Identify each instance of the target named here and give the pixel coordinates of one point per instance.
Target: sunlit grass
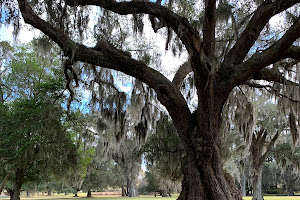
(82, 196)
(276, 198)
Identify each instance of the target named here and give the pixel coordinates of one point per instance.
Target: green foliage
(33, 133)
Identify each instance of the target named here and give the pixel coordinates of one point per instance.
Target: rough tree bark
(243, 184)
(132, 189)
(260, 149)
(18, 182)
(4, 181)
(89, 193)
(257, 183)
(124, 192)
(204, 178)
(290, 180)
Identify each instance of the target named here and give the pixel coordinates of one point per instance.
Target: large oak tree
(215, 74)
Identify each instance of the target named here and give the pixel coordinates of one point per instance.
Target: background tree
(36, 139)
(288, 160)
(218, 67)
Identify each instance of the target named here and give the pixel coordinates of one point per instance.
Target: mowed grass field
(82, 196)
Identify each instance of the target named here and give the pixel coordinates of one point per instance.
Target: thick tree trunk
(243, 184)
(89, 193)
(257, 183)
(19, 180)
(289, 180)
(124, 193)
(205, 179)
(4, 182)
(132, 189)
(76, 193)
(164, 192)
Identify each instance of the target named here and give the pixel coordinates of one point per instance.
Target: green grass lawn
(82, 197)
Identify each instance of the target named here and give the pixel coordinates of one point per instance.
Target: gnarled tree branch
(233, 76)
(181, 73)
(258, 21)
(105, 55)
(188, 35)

...

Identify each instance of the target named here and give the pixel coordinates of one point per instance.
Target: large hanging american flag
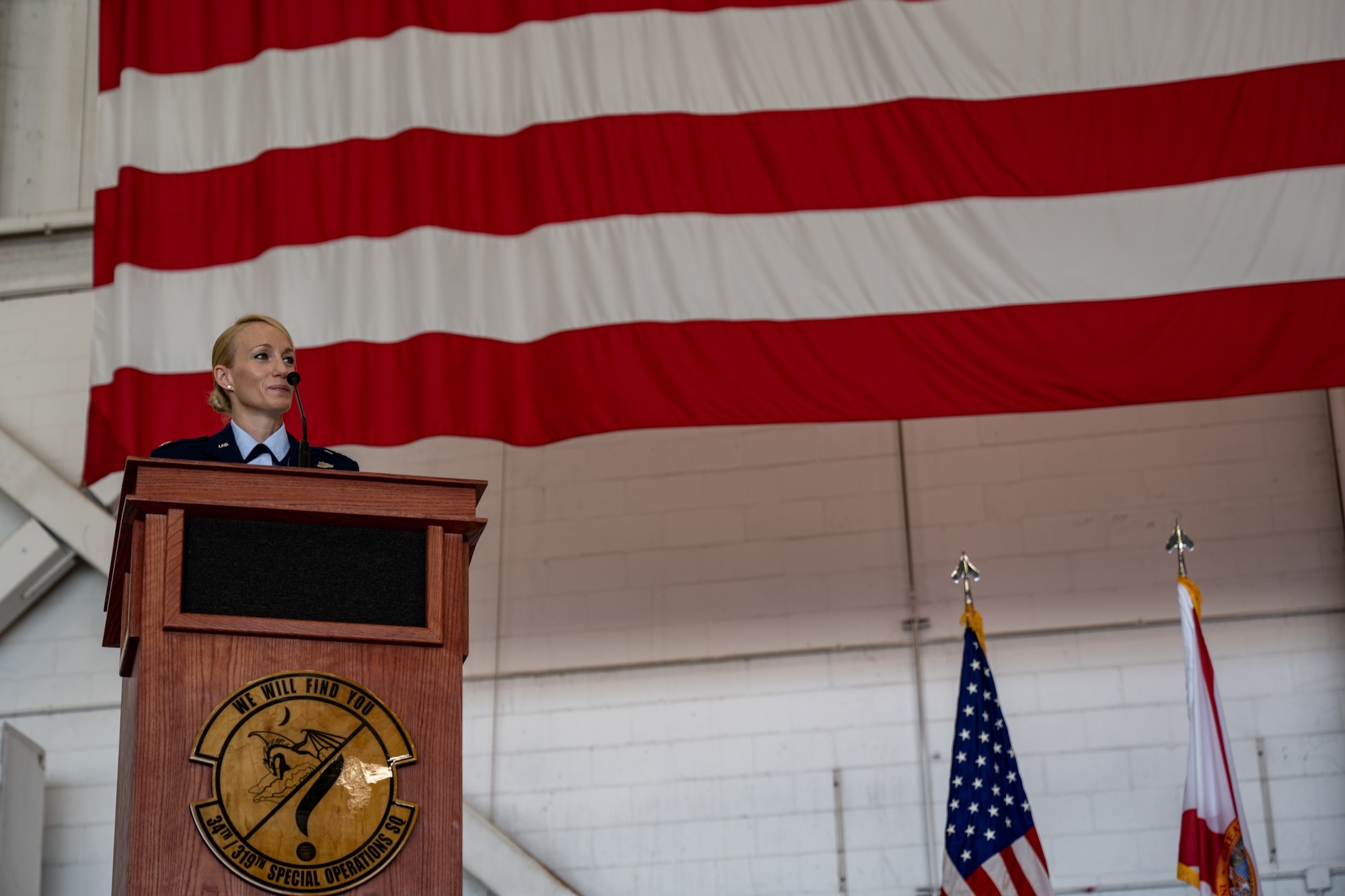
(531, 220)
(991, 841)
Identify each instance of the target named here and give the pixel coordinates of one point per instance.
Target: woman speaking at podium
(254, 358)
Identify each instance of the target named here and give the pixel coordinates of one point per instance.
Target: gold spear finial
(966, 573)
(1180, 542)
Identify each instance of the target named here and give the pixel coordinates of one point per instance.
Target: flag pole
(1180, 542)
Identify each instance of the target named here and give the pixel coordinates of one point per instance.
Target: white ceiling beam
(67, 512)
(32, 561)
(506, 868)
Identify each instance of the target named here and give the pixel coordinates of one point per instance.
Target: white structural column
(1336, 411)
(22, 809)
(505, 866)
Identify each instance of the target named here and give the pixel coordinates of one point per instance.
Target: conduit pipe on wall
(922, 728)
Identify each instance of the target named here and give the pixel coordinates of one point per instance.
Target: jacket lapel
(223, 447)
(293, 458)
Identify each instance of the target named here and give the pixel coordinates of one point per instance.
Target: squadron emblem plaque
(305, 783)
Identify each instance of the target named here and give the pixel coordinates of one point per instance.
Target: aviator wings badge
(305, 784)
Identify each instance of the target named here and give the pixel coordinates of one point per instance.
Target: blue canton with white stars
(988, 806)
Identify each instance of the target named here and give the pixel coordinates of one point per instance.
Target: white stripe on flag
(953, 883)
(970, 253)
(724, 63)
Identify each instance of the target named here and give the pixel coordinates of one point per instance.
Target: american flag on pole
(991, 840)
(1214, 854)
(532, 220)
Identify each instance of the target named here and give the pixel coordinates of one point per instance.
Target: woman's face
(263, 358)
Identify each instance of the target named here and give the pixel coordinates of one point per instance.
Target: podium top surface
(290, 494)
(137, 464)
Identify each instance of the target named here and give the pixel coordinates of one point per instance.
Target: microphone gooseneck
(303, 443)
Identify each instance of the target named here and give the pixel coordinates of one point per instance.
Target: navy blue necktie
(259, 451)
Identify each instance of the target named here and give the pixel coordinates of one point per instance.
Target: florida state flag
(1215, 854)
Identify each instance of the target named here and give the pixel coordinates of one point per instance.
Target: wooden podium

■ Work instructions:
Write down, word for word, the lines above from the one containing "Target: blue canton with white stars" through the one containing "Target: wooden podium", both ends included.

■ Task output:
Target: blue canton with white stars
(988, 806)
Identify each instance of the target named here and give the pixel coordinates of one point per instance.
Target: white stripe on flag
(953, 883)
(970, 253)
(724, 63)
Identify each instance of the target named here and give the pixel coordinates of one point per instance.
Target: american flag on pole
(991, 840)
(1214, 854)
(532, 220)
Identify each instance of the target named here and give the pixel coordinates of one point per instance.
Target: woman's face
(263, 358)
Identify each instance of the target named here and give the pixel coordinates of one point per instance.
Target: podium top surface
(290, 494)
(137, 464)
Identify each instance of the target named here and give the pixel coordinates of one point per instance.
Target: microphone gooseneck
(303, 443)
Identify each instance of the target named here and give the pixel coordinates of one point per instance.
Target: navy blue necktie
(259, 451)
Identify each instance of the target named here and give the pixel coordinates of one point per instance.
Target: florida state flag
(1215, 854)
Identify each instance of the target named here and give the pixel coordinates of one point per instance.
Target: wooden podium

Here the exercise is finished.